* _Exercise aim_: The records that follow are to be printed exactly, with no images.

Referring expression pointing data:

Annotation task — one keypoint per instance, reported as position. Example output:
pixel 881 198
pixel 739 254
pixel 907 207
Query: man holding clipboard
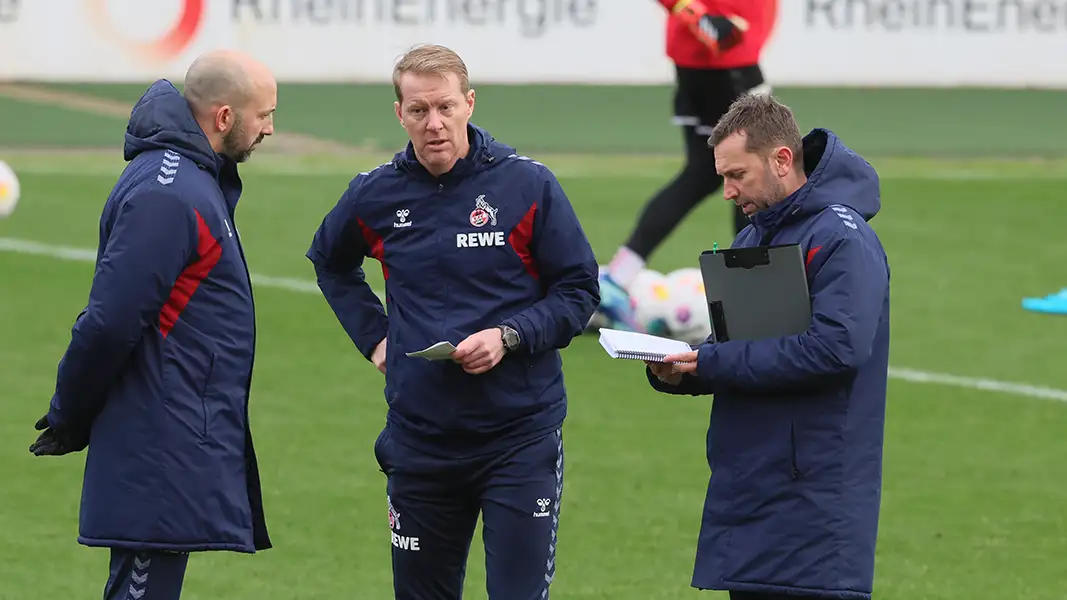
pixel 795 443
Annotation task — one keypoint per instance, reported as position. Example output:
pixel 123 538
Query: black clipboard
pixel 757 293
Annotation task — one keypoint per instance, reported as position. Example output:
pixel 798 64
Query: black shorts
pixel 703 95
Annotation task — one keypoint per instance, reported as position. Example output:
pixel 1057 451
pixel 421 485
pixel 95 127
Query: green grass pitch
pixel 975 482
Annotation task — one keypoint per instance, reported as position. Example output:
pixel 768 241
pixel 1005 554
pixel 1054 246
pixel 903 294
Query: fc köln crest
pixel 482 212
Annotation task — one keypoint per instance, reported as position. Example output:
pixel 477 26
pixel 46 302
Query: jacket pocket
pixel 793 452
pixel 188 370
pixel 204 396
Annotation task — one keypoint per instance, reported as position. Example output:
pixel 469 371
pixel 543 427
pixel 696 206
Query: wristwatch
pixel 509 336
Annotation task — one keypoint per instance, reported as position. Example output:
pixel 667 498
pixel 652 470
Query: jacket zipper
pixel 793 451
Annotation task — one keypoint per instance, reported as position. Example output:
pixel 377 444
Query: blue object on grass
pixel 1052 304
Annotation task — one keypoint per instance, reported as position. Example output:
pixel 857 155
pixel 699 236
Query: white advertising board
pixel 1006 43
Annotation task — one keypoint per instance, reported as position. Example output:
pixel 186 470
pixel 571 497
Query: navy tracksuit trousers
pixel 145 575
pixel 433 507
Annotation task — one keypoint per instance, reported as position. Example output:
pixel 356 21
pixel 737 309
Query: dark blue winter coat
pixel 160 361
pixel 494 240
pixel 795 442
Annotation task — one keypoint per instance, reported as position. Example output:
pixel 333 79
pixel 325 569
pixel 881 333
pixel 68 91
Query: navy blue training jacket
pixel 494 240
pixel 795 443
pixel 160 361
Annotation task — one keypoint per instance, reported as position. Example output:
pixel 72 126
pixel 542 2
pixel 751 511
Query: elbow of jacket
pixel 844 359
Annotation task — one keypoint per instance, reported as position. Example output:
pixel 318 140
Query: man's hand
pixel 480 352
pixel 378 357
pixel 718 32
pixel 684 362
pixel 674 367
pixel 57 442
pixel 665 373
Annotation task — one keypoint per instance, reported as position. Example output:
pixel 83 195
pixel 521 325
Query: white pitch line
pixel 303 286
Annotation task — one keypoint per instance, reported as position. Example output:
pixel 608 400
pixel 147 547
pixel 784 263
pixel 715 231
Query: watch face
pixel 510 338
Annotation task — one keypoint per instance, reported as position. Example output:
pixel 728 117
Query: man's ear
pixel 224 119
pixel 783 160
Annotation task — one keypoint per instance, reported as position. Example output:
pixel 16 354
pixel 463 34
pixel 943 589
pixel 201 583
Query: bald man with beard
pixel 155 381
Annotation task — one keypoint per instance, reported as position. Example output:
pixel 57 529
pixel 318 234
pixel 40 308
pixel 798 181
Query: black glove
pixel 54 441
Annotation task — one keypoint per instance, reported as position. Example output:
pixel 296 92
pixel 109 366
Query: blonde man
pixel 480 248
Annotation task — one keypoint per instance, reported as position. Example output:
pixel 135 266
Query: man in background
pixel 481 249
pixel 795 443
pixel 715 46
pixel 156 378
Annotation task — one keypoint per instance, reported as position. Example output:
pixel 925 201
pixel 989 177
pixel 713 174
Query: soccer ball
pixel 652 301
pixel 687 317
pixel 9 190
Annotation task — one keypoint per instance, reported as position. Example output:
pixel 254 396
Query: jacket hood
pixel 484 152
pixel 162 120
pixel 835 175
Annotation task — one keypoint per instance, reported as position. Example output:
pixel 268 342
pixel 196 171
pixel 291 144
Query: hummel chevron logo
pixel 169 169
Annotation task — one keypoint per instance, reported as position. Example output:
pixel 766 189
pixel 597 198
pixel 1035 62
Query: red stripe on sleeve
pixel 208 252
pixel 811 255
pixel 377 247
pixel 521 238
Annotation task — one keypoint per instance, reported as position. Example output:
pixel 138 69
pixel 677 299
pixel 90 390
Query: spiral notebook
pixel 621 344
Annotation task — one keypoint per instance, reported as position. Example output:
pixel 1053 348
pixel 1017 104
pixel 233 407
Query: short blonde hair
pixel 430 60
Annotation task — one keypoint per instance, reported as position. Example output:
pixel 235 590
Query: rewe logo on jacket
pixel 482 215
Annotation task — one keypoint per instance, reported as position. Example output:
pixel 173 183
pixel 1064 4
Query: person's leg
pixel 670 205
pixel 758 596
pixel 145 575
pixel 432 516
pixel 696 180
pixel 521 518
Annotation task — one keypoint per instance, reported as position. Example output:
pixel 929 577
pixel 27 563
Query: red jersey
pixel 685 50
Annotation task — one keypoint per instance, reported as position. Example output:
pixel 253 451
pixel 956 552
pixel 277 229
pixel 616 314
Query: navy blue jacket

* _Task solution_:
Annotation task — one keypoint per instance, reported as position. Example output:
pixel 881 198
pixel 739 254
pixel 907 207
Query: man holding clipboard
pixel 795 443
Annotation task — one keypoint per instance, reported as position. Example output:
pixel 123 538
Query: black clipboard
pixel 757 293
Annotation task — one keypoint per instance, reported as position. Example output:
pixel 798 64
Query: black shorts
pixel 703 95
Annotation task — one keypoint per instance, reported as position. Example output:
pixel 1057 451
pixel 421 485
pixel 95 127
Query: green grass pitch
pixel 975 482
Annotation task — one keypoint per instance, reported as position. Example output:
pixel 768 241
pixel 1005 554
pixel 1054 246
pixel 903 294
Query: fc köln crest
pixel 482 212
Annotation task — one keypoint per instance, reported as position. Example output:
pixel 477 26
pixel 46 302
Query: jacket pocket
pixel 793 452
pixel 188 370
pixel 204 396
Annotation task — one keypoint per instance, reported as position. Example output:
pixel 469 371
pixel 543 427
pixel 696 206
Query: wristwatch
pixel 509 336
Annotation task — one keypoint per instance, reported as position. Example output:
pixel 667 498
pixel 652 470
Query: jacket zipper
pixel 793 451
Annotation task — one keypoint per instance, reported as position. Example output:
pixel 377 444
Query: blue object on grass
pixel 1052 304
Annotation task — one keypoint per instance, reported as position. Example output:
pixel 857 155
pixel 699 236
Query: white advertising board
pixel 1006 43
Annotation task — one keypoint per instance, reported as position. Example output:
pixel 186 470
pixel 571 497
Query: navy tracksuit trousers
pixel 145 575
pixel 433 507
Annotation task — one keypoint per instance, reported as position. Example output:
pixel 356 21
pixel 737 309
Query: dark blue winter coat
pixel 160 361
pixel 494 240
pixel 795 442
Annotation task — one keypoint per instance, reported as position. Example output:
pixel 333 79
pixel 325 569
pixel 881 333
pixel 68 91
Query: navy blue training jacket
pixel 494 240
pixel 795 443
pixel 160 361
Annotation task — one keypoint per instance, reported as position. Example output:
pixel 72 126
pixel 542 2
pixel 751 511
Query: elbow of jacket
pixel 844 359
Annotation task — one keypoint per instance, reported as position. Example output:
pixel 318 140
Query: man's hand
pixel 480 352
pixel 378 357
pixel 718 32
pixel 684 362
pixel 674 367
pixel 57 442
pixel 665 373
Annotation task — one keypoint per instance, reported as position. Example output:
pixel 83 195
pixel 521 325
Query: white pitch line
pixel 303 286
Annotation task — one keypoint per instance, reported as position. Example output:
pixel 608 400
pixel 147 547
pixel 784 263
pixel 715 231
Query: watch face
pixel 510 338
Annotation task — one keypoint per instance, reported as position. Example output:
pixel 728 117
Query: man's ear
pixel 224 119
pixel 783 160
Annotation task — one keypoint per instance, reported as position. Example output:
pixel 16 354
pixel 463 34
pixel 943 589
pixel 201 583
Query: bald man with beard
pixel 155 381
Annotation task — one keypoint per instance, reported as position. Example output:
pixel 57 529
pixel 318 234
pixel 40 308
pixel 798 181
Query: black glove
pixel 54 441
Annotation task — one keypoint per instance, reported as position. Example output:
pixel 296 92
pixel 109 366
Query: blonde man
pixel 480 248
Annotation task — one keypoint per instance, reported as position. Example output:
pixel 135 266
Query: man in background
pixel 481 249
pixel 795 443
pixel 715 46
pixel 156 378
Annotation task — one keypoint per instance, reported as position. Example output:
pixel 925 201
pixel 989 177
pixel 713 174
Query: soccer ball
pixel 652 301
pixel 687 317
pixel 9 190
Annotation task — one keypoint per instance, reported as position. Example output:
pixel 254 396
Query: jacket hood
pixel 484 152
pixel 162 120
pixel 835 175
Annotation task — one keypoint per instance, reported as position. Example output:
pixel 268 342
pixel 196 171
pixel 291 144
Query: hummel chevron logo
pixel 169 169
Annotation task — one keypoint per instance, reported as position. Example output:
pixel 766 189
pixel 597 198
pixel 1035 62
Query: red stripe on sleeve
pixel 208 252
pixel 811 255
pixel 377 247
pixel 521 238
Annotation task — one keypoint per instance, reported as position. Example output:
pixel 138 69
pixel 677 299
pixel 90 390
Query: spiral notebook
pixel 621 344
Annotation task — one keypoint per instance, reported as position. Example output:
pixel 1053 348
pixel 1017 104
pixel 233 407
Query: short blonde hair
pixel 430 60
Annotation task — one keypoint per instance, reported as position. Example output:
pixel 235 590
Query: rewe logo on jacket
pixel 482 215
Annotation task — one keypoint per instance, reported as position. Example output:
pixel 173 183
pixel 1064 4
Query: person's leg
pixel 670 205
pixel 758 596
pixel 145 575
pixel 432 516
pixel 696 180
pixel 521 518
Annotation task — one keypoint per instance, reported as position. Example output:
pixel 929 577
pixel 27 563
Query: red jersey
pixel 685 50
Annotation task — one keypoint per instance, reported as position. Example output:
pixel 253 451
pixel 956 552
pixel 277 229
pixel 616 314
Query: navy blue jacket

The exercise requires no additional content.